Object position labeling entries
▬▬▬▬▬▬

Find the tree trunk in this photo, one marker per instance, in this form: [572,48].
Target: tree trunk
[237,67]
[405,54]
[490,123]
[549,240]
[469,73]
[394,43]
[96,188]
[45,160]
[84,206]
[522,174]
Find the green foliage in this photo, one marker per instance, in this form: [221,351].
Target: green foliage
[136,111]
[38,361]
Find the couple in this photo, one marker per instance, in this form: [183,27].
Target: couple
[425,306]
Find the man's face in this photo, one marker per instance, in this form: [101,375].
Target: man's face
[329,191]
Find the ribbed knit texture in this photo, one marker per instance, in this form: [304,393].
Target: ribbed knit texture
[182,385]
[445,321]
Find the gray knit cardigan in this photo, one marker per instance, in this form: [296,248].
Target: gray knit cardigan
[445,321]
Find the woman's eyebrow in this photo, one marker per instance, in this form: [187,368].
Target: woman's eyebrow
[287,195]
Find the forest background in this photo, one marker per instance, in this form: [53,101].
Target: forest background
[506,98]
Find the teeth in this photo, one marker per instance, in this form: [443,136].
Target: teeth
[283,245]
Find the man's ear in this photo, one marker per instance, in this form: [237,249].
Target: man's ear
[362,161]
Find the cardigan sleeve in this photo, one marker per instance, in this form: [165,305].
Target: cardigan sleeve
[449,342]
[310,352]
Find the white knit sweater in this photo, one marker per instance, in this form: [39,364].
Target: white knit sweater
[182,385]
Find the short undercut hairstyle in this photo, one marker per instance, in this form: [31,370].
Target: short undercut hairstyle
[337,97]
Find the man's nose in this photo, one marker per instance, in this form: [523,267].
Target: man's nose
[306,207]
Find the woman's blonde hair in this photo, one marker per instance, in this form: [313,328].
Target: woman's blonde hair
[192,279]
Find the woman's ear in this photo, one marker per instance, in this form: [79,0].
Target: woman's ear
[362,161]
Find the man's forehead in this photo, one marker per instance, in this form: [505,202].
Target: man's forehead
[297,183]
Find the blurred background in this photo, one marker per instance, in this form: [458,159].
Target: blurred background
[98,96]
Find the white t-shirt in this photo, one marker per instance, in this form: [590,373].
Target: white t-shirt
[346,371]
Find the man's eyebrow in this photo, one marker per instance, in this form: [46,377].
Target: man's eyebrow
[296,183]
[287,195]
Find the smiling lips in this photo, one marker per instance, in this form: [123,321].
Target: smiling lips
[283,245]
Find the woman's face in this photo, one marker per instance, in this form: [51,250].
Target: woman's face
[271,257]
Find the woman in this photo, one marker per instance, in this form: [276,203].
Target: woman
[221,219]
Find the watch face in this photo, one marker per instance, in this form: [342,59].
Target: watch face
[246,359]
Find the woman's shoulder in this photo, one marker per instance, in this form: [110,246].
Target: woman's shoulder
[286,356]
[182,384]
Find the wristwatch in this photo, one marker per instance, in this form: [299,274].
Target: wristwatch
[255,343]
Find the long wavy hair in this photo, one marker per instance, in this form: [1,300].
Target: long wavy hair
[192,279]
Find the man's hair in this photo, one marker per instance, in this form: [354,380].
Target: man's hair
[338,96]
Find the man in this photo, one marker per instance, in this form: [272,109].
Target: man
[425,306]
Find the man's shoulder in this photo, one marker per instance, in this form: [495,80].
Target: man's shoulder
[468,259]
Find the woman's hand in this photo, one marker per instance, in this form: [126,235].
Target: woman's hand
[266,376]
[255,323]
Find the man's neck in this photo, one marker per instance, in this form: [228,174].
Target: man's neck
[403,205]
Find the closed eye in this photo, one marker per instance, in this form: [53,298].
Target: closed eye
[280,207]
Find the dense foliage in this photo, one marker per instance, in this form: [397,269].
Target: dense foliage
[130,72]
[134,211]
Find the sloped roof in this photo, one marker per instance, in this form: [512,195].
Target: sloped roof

▬▬▬▬▬▬

● **OBJECTIVE**: Word for word, extract all the records.

● **ANSWER TO THIS EXERCISE**:
Find the tree trunk in this photo, one marker per instance, in this form: [572,48].
Target: tree trunk
[237,67]
[405,54]
[490,123]
[549,240]
[469,73]
[394,43]
[96,188]
[45,160]
[84,206]
[522,174]
Find the green foliage in this photo, one marker per instance, in this form: [221,351].
Target: green foliage
[136,111]
[38,361]
Find the couple in this photo, one marker per instance, in this form: [183,27].
Target: couple
[425,306]
Find the man's face in this photo, one marker per instance, in this form: [101,375].
Target: man's face
[329,191]
Find the ribbed knit texture in this photo, one marker per instance, in this form: [304,393].
Target: ribbed knit texture
[182,385]
[445,321]
Find the gray knit cardigan in this photo, one marker per instance, in this form: [296,248].
Target: gray knit cardigan
[445,321]
Find the woman's eyebrow in this photo, one marker per instance, in this form: [187,368].
Target: woman's eyebrow
[287,195]
Find the forest background in this photo, one marker per instance, in this form: [53,101].
Target: forest background
[506,98]
Find the teeth in this photo, one marker per instance, in this form: [443,136].
Target: teeth
[283,245]
Find the man's ear in this photo, one marker per instance, in this form: [237,249].
Target: man's ear
[362,161]
Find the cardigan sleeve in this photo, one marker per instance, in this form: [165,305].
Target: cardigan sleeve
[449,342]
[310,352]
Find the white knit sweater in this photo, one marker per instance, in this form: [39,364].
Target: white knit sweater
[182,385]
Find the short undercut hairstyle in this photo, one marker per instance, in this form: [31,370].
Target: short undercut hairstyle
[337,97]
Find the man's nose in this photo, one marker per instance, in this form: [523,267].
Target: man's nose
[306,207]
Find the woman's blonde hair in this photo, one marker per instance, in this form: [313,328].
Target: woman's blonde hair
[192,279]
Find the woman's ear in this photo, one marker per instance, in this form: [79,0].
Target: woman's ear
[362,161]
Find the man's forehead in this photo, one marker per instance, in this form: [505,202].
Target: man's forehead
[297,183]
Find the blurred background in this photo, one marker per instance, in this form: [458,159].
Target: blurred background
[98,96]
Find the white t-shirt in this photo, one marker per instance, in this form: [590,373].
Target: white t-shirt
[346,371]
Find the man's eyebrow in this photo, one marker per instance, in this form: [46,377].
Target: man's eyebrow
[296,183]
[287,195]
Find the smiling lips in this photo, one marker per instance, in this form: [123,321].
Target: smiling lips
[283,245]
Find the woman's face in this photo, one marker per instance, in this form: [51,250].
Target: woman's face
[271,257]
Find the woman in this photo, one marker per instance, in this form: [276,203].
Target: woman
[221,219]
Find the watch face in this photo, one marker per instance, in this form: [342,59].
Target: watch face
[246,359]
Find the woman's shoulder in this photo, one marker per instance, in this form: [110,246].
Target: woman's shoulder
[286,356]
[182,384]
Find the wristwatch in this photo, one marker per instance, in this form: [299,274].
Target: wristwatch
[255,343]
Find the long wavy hair in this photo, one marker per instance, in this form: [1,300].
Target: long wavy hair
[192,279]
Find the man's hair in this photo, one marker per instance, in this form: [354,380].
Target: man's hair
[338,96]
Find the man in this photo, one marker per instance, in this form: [272,109].
Target: man
[425,306]
Find the man's shoulder in this photo, one marker per instance, in this form: [495,80].
Target: man's shoulder
[468,259]
Find the woman's hand in this photo, one marker per instance, in this form: [126,235].
Target: woman's hand
[266,376]
[255,323]
Find the man's neck in this photo, one marker per instance, in this form: [228,174].
Target: man's neck
[403,205]
Find the closed eye in this photo, one marker per instance, in this form: [53,298].
Target: closed eye
[280,207]
Find the dense foliage in this photo, one marker per instance, in this form: [397,269].
Target: dense foliage
[130,72]
[134,211]
Find the sloped roof in this photo, one marker per instance, in this form: [512,195].
Target: sloped roof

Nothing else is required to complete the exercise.